• Requirement: Restate, word for word, every line of the data.
--------
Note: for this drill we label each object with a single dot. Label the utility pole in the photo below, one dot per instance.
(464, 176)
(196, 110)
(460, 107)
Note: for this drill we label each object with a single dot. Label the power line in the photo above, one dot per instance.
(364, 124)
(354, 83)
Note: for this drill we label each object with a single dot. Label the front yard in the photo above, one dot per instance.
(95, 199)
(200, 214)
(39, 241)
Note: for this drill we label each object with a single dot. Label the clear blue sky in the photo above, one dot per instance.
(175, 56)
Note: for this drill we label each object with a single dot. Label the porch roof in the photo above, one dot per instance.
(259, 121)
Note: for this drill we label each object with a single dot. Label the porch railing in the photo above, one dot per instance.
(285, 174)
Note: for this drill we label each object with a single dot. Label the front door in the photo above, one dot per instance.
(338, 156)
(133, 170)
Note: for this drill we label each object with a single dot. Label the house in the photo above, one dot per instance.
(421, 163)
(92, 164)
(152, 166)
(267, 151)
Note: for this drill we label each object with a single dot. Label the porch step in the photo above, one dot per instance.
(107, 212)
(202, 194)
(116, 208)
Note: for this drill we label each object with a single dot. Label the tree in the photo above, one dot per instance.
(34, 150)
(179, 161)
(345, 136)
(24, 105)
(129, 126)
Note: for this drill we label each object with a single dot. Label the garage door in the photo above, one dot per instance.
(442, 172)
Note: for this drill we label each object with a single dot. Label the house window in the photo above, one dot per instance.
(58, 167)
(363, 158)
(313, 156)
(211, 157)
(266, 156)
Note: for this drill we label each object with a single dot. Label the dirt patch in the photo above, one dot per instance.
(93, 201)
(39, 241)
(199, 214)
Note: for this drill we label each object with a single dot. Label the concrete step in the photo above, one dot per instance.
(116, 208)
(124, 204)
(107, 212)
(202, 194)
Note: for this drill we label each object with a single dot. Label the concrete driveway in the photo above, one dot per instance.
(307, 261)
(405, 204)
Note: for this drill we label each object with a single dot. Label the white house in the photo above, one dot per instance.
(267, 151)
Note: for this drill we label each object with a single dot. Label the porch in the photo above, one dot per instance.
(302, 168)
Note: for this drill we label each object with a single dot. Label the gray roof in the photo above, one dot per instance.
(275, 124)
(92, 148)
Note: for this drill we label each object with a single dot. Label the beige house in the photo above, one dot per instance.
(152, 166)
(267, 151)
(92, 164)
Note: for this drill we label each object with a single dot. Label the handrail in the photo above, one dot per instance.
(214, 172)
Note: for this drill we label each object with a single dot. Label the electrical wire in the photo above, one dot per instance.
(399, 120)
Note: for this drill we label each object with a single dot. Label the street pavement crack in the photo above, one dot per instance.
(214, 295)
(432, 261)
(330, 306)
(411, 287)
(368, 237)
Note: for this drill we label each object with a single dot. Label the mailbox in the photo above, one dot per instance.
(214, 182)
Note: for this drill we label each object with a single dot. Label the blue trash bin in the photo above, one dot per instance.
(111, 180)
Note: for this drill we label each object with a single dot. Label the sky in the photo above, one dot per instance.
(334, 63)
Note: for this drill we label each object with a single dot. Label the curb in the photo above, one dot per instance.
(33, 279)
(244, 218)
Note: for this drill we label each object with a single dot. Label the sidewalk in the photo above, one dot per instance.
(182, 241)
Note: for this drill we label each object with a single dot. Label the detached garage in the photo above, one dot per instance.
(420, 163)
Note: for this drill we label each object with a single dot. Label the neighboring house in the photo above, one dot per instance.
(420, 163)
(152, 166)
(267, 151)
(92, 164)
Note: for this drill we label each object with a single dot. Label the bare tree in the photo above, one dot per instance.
--------
• Completed task:
Note: for this drill we label each object with a single dot. Label the utility pole in the photo below, one dot per instance.
(464, 176)
(196, 110)
(460, 107)
Note: for this drill we label each object with a single dot. Label the power line in the photo above, one dot per instance.
(364, 124)
(354, 83)
Note: for this drill we label each object with a single dot. Label the front yard in the photo above, one dot per instance.
(95, 199)
(200, 214)
(39, 241)
Note: for this drill we label each object with a single dot. Label the clear blue sky in the photo above, one dot per instance.
(175, 56)
Note: for this drill we label each object with a single dot. Label the porch roof in the photo above, one dot per instance.
(259, 121)
Note: for this drill we label each object with a single dot. Label the porch railing in the photo above, one dot per instance.
(285, 174)
Note: for this drill we label each object with a single dot. Label the front door in the photo above, one dot per instance.
(338, 156)
(133, 170)
Note: for this drill we label each object with a single dot. Label the house in the photo above, one dot per instance.
(421, 163)
(92, 164)
(152, 166)
(267, 151)
Note: for this drill we label each object with a single dot. Label the porch step in the photo above, one dot per instance.
(107, 212)
(202, 194)
(116, 208)
Note: for this drill we label each object with a single dot. Label the tree in the photo above, one dot per instance.
(34, 150)
(179, 161)
(345, 136)
(24, 105)
(129, 126)
Note: for this drill we label each object with a single dot. Label the garage door in the photo above, one dot per instance.
(442, 172)
Note: for this drill we label each object with a single dot. Label the house window in the photo above, one dot per instance.
(58, 167)
(363, 158)
(313, 156)
(211, 157)
(266, 156)
Note: for this drill we label each object with a single dot. Label the dirt patch in the photo above, one dot per instance.
(93, 201)
(39, 241)
(199, 214)
Note: for this drill we label each object with a single dot. Label the concrete step in the photo above, one dot per instance.
(116, 208)
(124, 204)
(107, 212)
(202, 194)
Note: for this drill we label each object with a single dot. Label the concrete driveway in the photo above, one dot per instance.
(307, 261)
(405, 204)
Note: for this drill we label each object with a single dot. Label the white house in the photo above, one dot per instance.
(267, 151)
Note: for this drill we label each object with a single dot. Label the porch in the photo above, one dot per instance.
(302, 168)
Note: for this drill we label each object with a single dot. Label the gray roof in the photo above, one dot per instance.
(275, 124)
(92, 148)
Note: for this drill we label each object with a single dot. Label the beige house in the photo above, one dot per instance.
(152, 166)
(267, 151)
(92, 164)
Note: for this drill we label each object with a single dot. Label the handrail in the photo above, one dot per instance.
(214, 172)
Note: for this drill we label each object with a single dot. Label the electrical wire in the photo above, one dot per instance.
(399, 120)
Note: for this drill we label each object with a single dot. Label the street pavement crack in the photo above, one dot per instance.
(214, 295)
(432, 261)
(330, 306)
(411, 287)
(368, 237)
Note: for this drill we label each object with a single dot. Label the mailbox in the photo above, one dot per instance.
(214, 182)
Note: for this drill we label each object with a single dot. Label the blue trash bin in the photo above, one dot per instance.
(111, 180)
Note: for this drill we label each object with a single dot. Label the sky in the photo above, one dot per instance.
(334, 63)
Note: for this drill we label each object with a single dot. Label the curb in the photo above, one dot per instance.
(33, 279)
(244, 218)
Note: for this drill we label each object with a single dot. Label the sidewalk in the photo above, one dot per instance.
(182, 241)
Note: for this drill we label each object with a single dot. Label the detached garage in the photo above, one dot per instance.
(420, 163)
Note: for this drill we label each object with a single dot. Label the neighboring house in the photo above, one dot per instance.
(420, 163)
(152, 166)
(267, 151)
(92, 164)
Note: for this drill we label each object with a single dot. Label the bare tree in the photo above, one dot per instance.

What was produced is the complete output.